>> start DATA EXTRACT
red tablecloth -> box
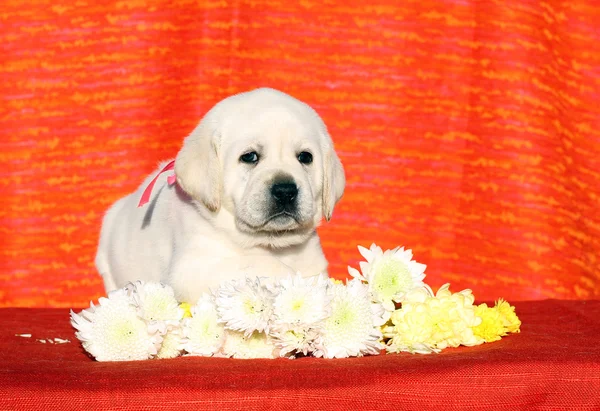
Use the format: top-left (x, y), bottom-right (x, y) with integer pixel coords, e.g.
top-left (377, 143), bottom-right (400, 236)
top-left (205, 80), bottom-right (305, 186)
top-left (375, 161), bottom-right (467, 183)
top-left (0, 300), bottom-right (600, 411)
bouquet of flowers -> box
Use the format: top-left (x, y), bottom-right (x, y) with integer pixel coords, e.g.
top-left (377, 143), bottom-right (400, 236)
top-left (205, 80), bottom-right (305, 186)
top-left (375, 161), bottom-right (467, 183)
top-left (71, 244), bottom-right (521, 361)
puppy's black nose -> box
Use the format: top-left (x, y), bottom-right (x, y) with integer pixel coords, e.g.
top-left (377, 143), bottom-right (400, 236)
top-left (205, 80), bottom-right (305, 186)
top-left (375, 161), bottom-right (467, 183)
top-left (271, 183), bottom-right (298, 205)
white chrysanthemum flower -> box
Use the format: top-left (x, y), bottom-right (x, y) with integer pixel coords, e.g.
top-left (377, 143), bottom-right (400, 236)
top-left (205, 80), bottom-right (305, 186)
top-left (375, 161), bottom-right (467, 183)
top-left (71, 289), bottom-right (162, 361)
top-left (216, 278), bottom-right (273, 336)
top-left (222, 330), bottom-right (275, 359)
top-left (156, 326), bottom-right (183, 358)
top-left (269, 326), bottom-right (321, 358)
top-left (273, 273), bottom-right (331, 328)
top-left (314, 280), bottom-right (385, 358)
top-left (348, 244), bottom-right (427, 313)
top-left (182, 294), bottom-right (225, 356)
top-left (129, 281), bottom-right (184, 334)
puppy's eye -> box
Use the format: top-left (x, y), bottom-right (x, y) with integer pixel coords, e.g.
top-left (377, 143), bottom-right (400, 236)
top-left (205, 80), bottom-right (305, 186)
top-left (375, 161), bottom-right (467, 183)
top-left (240, 151), bottom-right (258, 164)
top-left (298, 151), bottom-right (312, 164)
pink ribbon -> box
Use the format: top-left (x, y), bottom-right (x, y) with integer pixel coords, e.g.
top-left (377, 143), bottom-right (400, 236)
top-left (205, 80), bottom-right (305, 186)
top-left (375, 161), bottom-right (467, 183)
top-left (138, 160), bottom-right (177, 207)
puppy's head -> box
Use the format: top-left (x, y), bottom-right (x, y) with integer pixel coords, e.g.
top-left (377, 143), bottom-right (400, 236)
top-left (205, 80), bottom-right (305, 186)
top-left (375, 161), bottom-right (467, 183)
top-left (175, 89), bottom-right (345, 247)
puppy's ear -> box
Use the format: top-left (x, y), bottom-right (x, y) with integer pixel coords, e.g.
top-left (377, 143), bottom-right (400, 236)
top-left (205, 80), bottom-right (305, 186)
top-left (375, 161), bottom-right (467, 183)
top-left (175, 121), bottom-right (221, 211)
top-left (323, 138), bottom-right (346, 221)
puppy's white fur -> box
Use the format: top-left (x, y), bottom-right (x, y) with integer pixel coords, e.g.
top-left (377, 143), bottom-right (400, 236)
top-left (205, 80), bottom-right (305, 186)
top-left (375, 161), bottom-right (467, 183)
top-left (96, 88), bottom-right (345, 303)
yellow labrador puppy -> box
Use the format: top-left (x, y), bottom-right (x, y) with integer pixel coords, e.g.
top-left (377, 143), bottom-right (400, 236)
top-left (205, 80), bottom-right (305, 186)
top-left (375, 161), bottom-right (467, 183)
top-left (96, 88), bottom-right (346, 303)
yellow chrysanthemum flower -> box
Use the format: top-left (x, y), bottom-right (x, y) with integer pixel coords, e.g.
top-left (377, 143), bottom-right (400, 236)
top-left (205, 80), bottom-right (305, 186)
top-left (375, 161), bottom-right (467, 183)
top-left (495, 298), bottom-right (521, 333)
top-left (384, 284), bottom-right (483, 354)
top-left (179, 303), bottom-right (192, 318)
top-left (473, 304), bottom-right (507, 342)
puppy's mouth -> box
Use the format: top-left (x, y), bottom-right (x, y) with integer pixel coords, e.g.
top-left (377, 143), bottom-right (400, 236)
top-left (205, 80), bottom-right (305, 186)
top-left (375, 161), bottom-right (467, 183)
top-left (237, 210), bottom-right (306, 234)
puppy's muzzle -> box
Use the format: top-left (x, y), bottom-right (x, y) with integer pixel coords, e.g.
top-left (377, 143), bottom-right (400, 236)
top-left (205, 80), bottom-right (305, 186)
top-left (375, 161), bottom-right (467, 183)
top-left (271, 182), bottom-right (298, 210)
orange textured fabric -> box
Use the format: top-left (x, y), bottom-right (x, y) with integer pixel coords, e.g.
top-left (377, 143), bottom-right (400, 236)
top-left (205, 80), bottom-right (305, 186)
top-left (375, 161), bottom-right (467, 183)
top-left (0, 300), bottom-right (600, 411)
top-left (0, 0), bottom-right (600, 307)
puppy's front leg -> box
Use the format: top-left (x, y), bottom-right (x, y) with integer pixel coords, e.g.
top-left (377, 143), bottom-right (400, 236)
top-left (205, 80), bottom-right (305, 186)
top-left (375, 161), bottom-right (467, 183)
top-left (167, 255), bottom-right (295, 304)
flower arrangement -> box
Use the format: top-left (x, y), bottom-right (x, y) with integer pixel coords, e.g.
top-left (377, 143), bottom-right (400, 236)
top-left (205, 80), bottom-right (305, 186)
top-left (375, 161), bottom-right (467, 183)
top-left (71, 244), bottom-right (521, 361)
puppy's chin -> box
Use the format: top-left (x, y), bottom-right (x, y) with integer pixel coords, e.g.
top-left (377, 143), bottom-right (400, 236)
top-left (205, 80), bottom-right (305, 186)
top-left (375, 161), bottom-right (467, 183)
top-left (236, 214), bottom-right (316, 248)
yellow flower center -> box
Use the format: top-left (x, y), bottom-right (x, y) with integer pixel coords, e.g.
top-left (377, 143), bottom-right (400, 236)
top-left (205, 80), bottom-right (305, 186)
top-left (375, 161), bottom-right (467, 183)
top-left (372, 258), bottom-right (412, 301)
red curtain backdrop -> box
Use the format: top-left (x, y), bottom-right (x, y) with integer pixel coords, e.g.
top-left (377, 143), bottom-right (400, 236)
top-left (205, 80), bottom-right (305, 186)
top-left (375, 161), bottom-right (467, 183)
top-left (0, 0), bottom-right (600, 307)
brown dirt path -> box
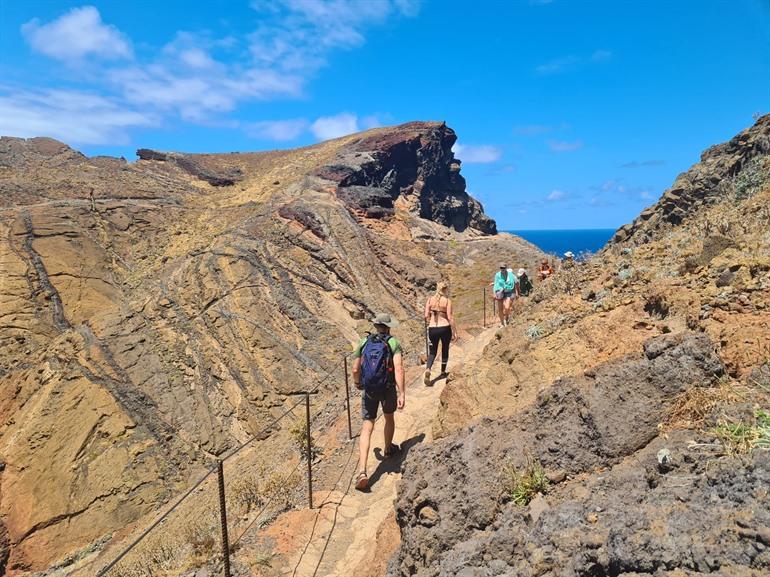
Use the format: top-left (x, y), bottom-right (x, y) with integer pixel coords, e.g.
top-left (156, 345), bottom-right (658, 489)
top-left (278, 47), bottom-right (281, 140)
top-left (267, 328), bottom-right (496, 577)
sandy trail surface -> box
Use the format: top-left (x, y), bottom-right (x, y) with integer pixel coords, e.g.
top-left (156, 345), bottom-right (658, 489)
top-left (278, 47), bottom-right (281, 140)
top-left (266, 328), bottom-right (496, 577)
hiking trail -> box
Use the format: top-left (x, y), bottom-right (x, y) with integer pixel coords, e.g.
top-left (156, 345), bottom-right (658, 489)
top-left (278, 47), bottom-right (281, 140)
top-left (265, 327), bottom-right (497, 577)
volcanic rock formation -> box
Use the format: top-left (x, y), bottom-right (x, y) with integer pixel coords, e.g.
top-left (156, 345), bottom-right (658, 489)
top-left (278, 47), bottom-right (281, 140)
top-left (389, 116), bottom-right (770, 577)
top-left (0, 123), bottom-right (539, 574)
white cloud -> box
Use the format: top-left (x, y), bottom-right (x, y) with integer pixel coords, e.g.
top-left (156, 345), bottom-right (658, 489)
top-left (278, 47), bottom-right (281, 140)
top-left (548, 140), bottom-right (583, 152)
top-left (21, 6), bottom-right (132, 62)
top-left (452, 142), bottom-right (503, 164)
top-left (0, 88), bottom-right (157, 144)
top-left (14, 0), bottom-right (408, 143)
top-left (310, 112), bottom-right (360, 140)
top-left (245, 112), bottom-right (381, 141)
top-left (246, 118), bottom-right (310, 142)
top-left (109, 64), bottom-right (302, 121)
top-left (535, 56), bottom-right (580, 75)
top-left (535, 50), bottom-right (612, 76)
top-left (545, 188), bottom-right (567, 202)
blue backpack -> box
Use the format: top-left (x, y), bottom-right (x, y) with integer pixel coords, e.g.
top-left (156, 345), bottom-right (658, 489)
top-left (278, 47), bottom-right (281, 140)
top-left (361, 333), bottom-right (393, 393)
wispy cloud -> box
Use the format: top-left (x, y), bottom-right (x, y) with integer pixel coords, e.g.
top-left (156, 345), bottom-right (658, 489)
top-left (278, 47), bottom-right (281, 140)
top-left (245, 118), bottom-right (310, 142)
top-left (21, 6), bottom-right (132, 64)
top-left (487, 164), bottom-right (516, 176)
top-left (0, 88), bottom-right (158, 144)
top-left (535, 50), bottom-right (612, 76)
top-left (452, 142), bottom-right (503, 164)
top-left (513, 122), bottom-right (569, 136)
top-left (620, 160), bottom-right (666, 168)
top-left (244, 112), bottom-right (380, 142)
top-left (590, 178), bottom-right (655, 200)
top-left (591, 50), bottom-right (612, 62)
top-left (535, 56), bottom-right (581, 75)
top-left (12, 0), bottom-right (412, 144)
top-left (548, 140), bottom-right (583, 152)
top-left (310, 112), bottom-right (359, 140)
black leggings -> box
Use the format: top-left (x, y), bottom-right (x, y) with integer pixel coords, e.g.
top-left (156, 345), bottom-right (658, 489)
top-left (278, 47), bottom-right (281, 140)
top-left (428, 326), bottom-right (452, 373)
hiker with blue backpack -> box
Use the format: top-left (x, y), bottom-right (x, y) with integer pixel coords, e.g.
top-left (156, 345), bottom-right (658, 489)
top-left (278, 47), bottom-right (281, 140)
top-left (353, 313), bottom-right (406, 491)
top-left (489, 262), bottom-right (519, 328)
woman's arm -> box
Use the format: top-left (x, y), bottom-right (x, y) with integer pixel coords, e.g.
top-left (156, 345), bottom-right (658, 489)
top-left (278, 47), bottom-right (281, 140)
top-left (446, 299), bottom-right (457, 341)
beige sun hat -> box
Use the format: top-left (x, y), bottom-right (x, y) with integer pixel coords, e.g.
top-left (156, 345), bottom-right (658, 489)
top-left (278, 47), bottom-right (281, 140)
top-left (372, 313), bottom-right (399, 329)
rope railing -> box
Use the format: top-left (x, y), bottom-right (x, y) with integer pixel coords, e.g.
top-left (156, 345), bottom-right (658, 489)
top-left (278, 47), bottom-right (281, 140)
top-left (96, 287), bottom-right (486, 577)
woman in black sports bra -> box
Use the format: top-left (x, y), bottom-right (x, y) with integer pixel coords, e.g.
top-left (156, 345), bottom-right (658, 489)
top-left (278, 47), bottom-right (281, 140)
top-left (423, 281), bottom-right (457, 385)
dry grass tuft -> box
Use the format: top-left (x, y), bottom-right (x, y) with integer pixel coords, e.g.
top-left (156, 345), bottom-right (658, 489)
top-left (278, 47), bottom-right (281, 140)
top-left (662, 378), bottom-right (746, 430)
top-left (501, 457), bottom-right (549, 507)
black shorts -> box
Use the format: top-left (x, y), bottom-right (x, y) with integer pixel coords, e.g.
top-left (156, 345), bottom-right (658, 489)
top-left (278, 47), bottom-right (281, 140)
top-left (361, 385), bottom-right (398, 421)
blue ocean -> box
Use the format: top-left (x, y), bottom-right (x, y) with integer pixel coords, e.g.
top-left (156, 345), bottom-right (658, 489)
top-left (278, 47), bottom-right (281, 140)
top-left (505, 228), bottom-right (615, 256)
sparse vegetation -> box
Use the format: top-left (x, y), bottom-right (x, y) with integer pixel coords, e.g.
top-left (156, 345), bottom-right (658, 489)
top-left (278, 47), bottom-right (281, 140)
top-left (662, 377), bottom-right (746, 429)
top-left (714, 410), bottom-right (770, 454)
top-left (733, 156), bottom-right (770, 202)
top-left (524, 325), bottom-right (543, 341)
top-left (289, 419), bottom-right (323, 459)
top-left (502, 457), bottom-right (549, 507)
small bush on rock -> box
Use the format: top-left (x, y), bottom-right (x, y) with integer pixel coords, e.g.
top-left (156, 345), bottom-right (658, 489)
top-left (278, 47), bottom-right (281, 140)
top-left (502, 457), bottom-right (548, 507)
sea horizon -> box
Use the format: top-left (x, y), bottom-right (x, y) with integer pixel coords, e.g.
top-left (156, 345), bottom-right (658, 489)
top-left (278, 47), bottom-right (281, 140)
top-left (501, 228), bottom-right (617, 256)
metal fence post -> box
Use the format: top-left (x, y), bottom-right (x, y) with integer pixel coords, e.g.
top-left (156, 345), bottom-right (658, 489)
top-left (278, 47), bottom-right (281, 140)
top-left (217, 459), bottom-right (230, 577)
top-left (342, 355), bottom-right (353, 439)
top-left (305, 393), bottom-right (313, 509)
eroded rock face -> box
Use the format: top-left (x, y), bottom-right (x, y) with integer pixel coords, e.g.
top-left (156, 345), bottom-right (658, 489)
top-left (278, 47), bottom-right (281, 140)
top-left (610, 115), bottom-right (770, 245)
top-left (0, 124), bottom-right (520, 575)
top-left (389, 333), bottom-right (770, 577)
top-left (317, 122), bottom-right (497, 234)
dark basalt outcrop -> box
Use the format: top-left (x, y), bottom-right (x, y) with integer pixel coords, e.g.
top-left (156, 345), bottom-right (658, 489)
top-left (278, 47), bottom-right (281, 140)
top-left (316, 122), bottom-right (497, 234)
top-left (609, 114), bottom-right (770, 245)
top-left (389, 333), bottom-right (770, 577)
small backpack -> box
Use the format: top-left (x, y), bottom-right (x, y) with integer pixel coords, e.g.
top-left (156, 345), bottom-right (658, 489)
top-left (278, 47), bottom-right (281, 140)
top-left (361, 333), bottom-right (393, 393)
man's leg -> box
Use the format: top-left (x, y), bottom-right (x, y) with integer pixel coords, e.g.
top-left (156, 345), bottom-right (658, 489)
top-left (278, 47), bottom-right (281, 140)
top-left (383, 413), bottom-right (396, 451)
top-left (358, 415), bottom-right (374, 473)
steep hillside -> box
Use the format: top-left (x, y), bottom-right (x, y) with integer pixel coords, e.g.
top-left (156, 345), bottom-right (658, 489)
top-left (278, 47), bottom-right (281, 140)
top-left (0, 123), bottom-right (539, 574)
top-left (390, 116), bottom-right (770, 577)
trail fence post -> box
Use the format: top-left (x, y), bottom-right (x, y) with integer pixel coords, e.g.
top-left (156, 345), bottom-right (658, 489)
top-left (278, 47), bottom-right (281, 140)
top-left (481, 287), bottom-right (487, 328)
top-left (217, 459), bottom-right (230, 577)
top-left (342, 355), bottom-right (353, 439)
top-left (305, 393), bottom-right (313, 509)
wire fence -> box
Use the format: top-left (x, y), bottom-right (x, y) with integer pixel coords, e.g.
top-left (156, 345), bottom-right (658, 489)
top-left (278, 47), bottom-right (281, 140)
top-left (91, 287), bottom-right (486, 577)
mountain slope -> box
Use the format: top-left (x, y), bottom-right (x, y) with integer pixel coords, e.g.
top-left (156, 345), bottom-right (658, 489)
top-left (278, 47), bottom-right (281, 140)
top-left (0, 123), bottom-right (539, 574)
top-left (388, 116), bottom-right (770, 577)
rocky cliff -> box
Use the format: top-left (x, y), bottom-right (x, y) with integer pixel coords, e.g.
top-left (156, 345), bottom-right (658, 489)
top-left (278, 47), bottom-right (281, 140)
top-left (0, 123), bottom-right (538, 574)
top-left (610, 114), bottom-right (770, 244)
top-left (389, 116), bottom-right (770, 577)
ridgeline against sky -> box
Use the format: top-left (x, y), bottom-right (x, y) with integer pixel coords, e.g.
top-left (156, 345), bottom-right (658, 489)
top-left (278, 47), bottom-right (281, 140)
top-left (0, 0), bottom-right (770, 230)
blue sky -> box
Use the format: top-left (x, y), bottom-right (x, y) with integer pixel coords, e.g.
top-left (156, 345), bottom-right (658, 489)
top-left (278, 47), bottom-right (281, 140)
top-left (0, 0), bottom-right (770, 229)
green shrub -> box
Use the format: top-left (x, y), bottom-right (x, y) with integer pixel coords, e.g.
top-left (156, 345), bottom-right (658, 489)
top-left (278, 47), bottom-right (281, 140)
top-left (502, 457), bottom-right (549, 507)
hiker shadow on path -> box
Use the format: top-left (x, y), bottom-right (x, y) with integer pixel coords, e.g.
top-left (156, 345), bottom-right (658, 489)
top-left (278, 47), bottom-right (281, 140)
top-left (367, 433), bottom-right (425, 491)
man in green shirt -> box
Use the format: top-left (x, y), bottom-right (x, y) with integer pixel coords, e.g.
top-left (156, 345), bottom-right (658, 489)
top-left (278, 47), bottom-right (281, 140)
top-left (353, 314), bottom-right (406, 491)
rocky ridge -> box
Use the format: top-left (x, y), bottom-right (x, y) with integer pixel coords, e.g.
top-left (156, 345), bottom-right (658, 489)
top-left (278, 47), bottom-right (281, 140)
top-left (389, 116), bottom-right (770, 577)
top-left (0, 123), bottom-right (539, 575)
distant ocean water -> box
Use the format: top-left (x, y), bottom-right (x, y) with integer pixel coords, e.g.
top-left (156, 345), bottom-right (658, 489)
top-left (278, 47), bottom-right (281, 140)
top-left (505, 228), bottom-right (615, 256)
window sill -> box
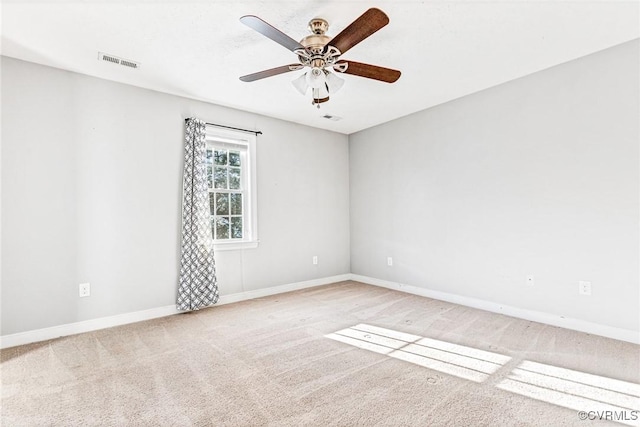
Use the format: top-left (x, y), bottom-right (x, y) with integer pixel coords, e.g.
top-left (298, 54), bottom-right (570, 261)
top-left (213, 240), bottom-right (260, 252)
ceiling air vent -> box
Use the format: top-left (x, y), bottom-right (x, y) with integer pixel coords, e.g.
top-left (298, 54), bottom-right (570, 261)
top-left (98, 52), bottom-right (140, 68)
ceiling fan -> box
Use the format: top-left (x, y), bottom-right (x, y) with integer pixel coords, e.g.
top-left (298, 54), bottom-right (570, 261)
top-left (240, 8), bottom-right (400, 108)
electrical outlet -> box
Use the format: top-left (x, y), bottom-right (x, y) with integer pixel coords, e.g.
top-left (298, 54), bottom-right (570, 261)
top-left (578, 280), bottom-right (591, 296)
top-left (78, 283), bottom-right (91, 298)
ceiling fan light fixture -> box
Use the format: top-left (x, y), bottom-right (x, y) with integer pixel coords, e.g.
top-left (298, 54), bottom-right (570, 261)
top-left (291, 73), bottom-right (309, 95)
top-left (306, 67), bottom-right (327, 89)
top-left (326, 71), bottom-right (344, 94)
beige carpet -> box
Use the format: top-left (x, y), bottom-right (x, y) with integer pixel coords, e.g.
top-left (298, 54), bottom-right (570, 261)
top-left (1, 282), bottom-right (640, 426)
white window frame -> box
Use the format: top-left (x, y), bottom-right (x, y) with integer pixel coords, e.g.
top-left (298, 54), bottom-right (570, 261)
top-left (206, 125), bottom-right (260, 251)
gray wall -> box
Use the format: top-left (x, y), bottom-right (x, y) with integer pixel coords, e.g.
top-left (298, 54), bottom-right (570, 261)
top-left (350, 40), bottom-right (640, 330)
top-left (1, 57), bottom-right (349, 335)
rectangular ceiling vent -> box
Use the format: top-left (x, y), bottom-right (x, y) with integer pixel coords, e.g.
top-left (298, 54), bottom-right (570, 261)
top-left (98, 52), bottom-right (140, 68)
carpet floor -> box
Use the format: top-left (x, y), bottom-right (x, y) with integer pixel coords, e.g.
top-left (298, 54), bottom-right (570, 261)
top-left (0, 282), bottom-right (640, 426)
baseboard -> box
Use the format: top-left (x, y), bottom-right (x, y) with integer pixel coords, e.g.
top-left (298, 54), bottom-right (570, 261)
top-left (0, 274), bottom-right (351, 349)
top-left (351, 274), bottom-right (640, 344)
top-left (0, 274), bottom-right (640, 349)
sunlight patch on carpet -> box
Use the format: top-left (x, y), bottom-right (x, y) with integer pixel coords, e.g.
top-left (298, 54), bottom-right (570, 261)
top-left (496, 360), bottom-right (640, 426)
top-left (325, 324), bottom-right (511, 382)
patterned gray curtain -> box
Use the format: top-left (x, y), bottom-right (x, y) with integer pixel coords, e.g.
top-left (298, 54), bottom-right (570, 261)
top-left (176, 119), bottom-right (218, 311)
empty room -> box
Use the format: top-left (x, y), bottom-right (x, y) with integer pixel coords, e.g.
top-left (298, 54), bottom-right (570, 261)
top-left (0, 0), bottom-right (640, 426)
>> end DATA EXTRACT
Reproduce verbatim the lines of the listing above, starting with the line that contains "rocky cliff -> box" and continuing up to and including the line that contains "top-left (0, 0), bottom-right (770, 230)".

rocky cliff -> box
Use the format: top-left (x, y), bottom-right (x, y) with integer pixel coords, e.g.
top-left (156, 345), bottom-right (658, 489)
top-left (278, 47), bottom-right (281, 140)
top-left (0, 123), bottom-right (538, 574)
top-left (610, 114), bottom-right (770, 244)
top-left (389, 116), bottom-right (770, 577)
ridgeline against sky -> box
Use the format: top-left (x, y), bottom-right (x, y) with integer pixel coords, e.g.
top-left (156, 345), bottom-right (658, 489)
top-left (278, 47), bottom-right (281, 140)
top-left (0, 0), bottom-right (770, 230)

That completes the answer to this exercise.